- Given passage -
○ ○ ○
Conservation: A first-of-its-kind intensive count of western Africa gorillas found far more of the apes than conservationists previously thought. Maybe not for long: The same study found a 19 per cent plunge in that gorilla population in just eight years. Researchers spent a decade looking for lowland gorillas, chimpanzees and nests in what scientists said is the most accurate count for the apes in this primary region where they live, according to a study in Science Advances. They put the 2013 population at 362,000 gorillas. That's considerably more than the 150,000-to-250,000 estimate from the organisation that determines how endangered species are, the International Union for the Conservation of Nature. But it's also significantly less than the 2005 assessment of almost 450,000 gorillas from the same research team.
Australia: An Australian mother and daughter were among the 71 people who lost their lives in London's Grenfell Tower tragedy. Victoria King, 71, and her daughter Alexandra Atala, 40, were the last two victims to be identified in November, after their remains were found in their 20th floor flat, the Australian reports today. However, this was only confirmed by the Department of Foreign Affairs this week after repeated requests since October about the June 14 tragedy. "The Department of Foreign Affairs and Trade can confirm that two Australian citizens died in the Grenfell Tower fire in June 2017," a spokesman told the paper. The mother and daughter were long-term residents of the 24-storey tower in which King had celebrated her 71st birthday just two days before the fire.
○ ○ ○
- Directions for this task -
How would the news briefs above go on? Continue them from the last sentence, about the mother and daughter in Grenfell Tower.

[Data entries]
○ ○ ○
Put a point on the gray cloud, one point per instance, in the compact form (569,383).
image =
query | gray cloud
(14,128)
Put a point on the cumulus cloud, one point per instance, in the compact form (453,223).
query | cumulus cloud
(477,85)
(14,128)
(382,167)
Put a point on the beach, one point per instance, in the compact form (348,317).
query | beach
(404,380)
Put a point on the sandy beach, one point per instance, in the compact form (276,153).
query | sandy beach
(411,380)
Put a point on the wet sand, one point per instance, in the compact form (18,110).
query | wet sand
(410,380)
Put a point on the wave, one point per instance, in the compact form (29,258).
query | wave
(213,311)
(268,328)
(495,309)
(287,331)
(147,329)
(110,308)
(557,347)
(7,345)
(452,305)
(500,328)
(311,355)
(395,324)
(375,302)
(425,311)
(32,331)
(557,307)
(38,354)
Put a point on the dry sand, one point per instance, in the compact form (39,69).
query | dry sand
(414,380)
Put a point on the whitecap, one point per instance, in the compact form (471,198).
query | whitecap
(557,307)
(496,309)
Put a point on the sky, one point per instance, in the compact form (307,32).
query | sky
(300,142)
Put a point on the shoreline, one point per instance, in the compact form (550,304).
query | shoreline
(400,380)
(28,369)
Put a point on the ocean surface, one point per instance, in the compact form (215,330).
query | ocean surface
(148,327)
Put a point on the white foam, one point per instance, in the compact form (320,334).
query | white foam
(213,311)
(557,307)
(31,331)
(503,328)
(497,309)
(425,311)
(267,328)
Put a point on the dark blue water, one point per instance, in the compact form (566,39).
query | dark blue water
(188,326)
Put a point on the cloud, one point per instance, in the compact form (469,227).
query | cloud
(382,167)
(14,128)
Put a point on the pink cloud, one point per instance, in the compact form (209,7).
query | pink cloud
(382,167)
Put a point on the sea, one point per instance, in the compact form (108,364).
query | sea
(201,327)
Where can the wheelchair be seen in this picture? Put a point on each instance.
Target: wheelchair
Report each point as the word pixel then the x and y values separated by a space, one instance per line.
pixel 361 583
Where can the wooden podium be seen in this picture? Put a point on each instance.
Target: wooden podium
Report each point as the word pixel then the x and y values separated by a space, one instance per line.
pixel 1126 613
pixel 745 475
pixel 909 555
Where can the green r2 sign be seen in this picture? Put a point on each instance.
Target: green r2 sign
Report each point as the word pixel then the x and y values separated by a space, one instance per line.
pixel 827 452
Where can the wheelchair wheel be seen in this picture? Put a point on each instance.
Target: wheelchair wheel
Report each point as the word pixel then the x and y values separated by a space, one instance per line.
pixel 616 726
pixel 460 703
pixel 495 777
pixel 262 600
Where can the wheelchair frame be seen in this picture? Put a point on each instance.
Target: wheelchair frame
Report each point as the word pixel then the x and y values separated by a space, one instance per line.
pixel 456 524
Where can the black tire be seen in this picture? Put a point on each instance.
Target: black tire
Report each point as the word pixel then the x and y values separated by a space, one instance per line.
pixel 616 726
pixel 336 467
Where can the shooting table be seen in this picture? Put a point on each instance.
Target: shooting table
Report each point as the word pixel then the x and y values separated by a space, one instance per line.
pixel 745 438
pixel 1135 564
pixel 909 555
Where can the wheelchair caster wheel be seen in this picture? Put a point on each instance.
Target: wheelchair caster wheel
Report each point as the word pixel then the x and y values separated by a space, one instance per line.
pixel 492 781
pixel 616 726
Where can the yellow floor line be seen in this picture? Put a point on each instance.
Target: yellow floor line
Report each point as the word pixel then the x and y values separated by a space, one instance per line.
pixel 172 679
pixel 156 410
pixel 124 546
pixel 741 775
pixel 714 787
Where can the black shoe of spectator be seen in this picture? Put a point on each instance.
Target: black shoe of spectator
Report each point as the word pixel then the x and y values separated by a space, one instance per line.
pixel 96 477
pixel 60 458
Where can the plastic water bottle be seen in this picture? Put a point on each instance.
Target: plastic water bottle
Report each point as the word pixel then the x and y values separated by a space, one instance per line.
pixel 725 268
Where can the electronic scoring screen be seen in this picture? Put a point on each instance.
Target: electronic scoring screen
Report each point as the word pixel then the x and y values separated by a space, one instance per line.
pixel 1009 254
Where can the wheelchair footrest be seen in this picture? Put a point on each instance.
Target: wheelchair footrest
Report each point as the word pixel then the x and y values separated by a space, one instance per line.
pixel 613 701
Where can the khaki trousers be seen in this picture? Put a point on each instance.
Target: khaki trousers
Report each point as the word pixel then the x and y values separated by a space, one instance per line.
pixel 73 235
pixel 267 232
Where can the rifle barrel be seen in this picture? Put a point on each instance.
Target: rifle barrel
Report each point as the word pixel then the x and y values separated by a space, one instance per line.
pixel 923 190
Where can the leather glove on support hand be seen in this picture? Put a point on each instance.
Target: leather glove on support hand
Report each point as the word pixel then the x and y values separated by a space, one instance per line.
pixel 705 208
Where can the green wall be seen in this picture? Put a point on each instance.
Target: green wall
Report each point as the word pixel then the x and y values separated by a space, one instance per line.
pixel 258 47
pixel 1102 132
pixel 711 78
○ ○ ○
- Solved exercise -
Italy: Work at ancient thermal baths in Pompeii's ruins has revealed the skeleton of a crouching child who perished in Mount Vesuvius' eruption in AD 79. Pompeii's director Massimo Osanna said that the skeleton, believed to be of a 7- or 8-year-old child, was found during work in February to shore up the main ancient baths in the sprawling archaeological site. The skeleton was removed yesterday from the baths' area for study, including DNA testing to determine the sex. Experts think deadly volcanic gases killed the child.
Iran: The United States is not seeking to reopen or renegotiate the Iran nuclear deal but hopes to stay in it to fix its flaws with a supplementary agreement, US non-proliferation envoy Christopher Ford says. US President Donald Trump and French President Emmanuel Macron pledged yesterday to seek stronger measures to contain Iran, but Trump refrained from committing to staying in the 2015 nuclear deal and threatened Tehran with retaliation if it restarted its nuclear programme. "We are not aiming to renegotiate the JCPOA (nuclear deal) or reopen it or change its terms," Ford told reporters in Geneva. "We are seeking a supplemental agreement that would in some fashion layer upon it a series of additional rules — restrictions, terms, parameters, whatever you want to call it — that help answer these challenges more effectively.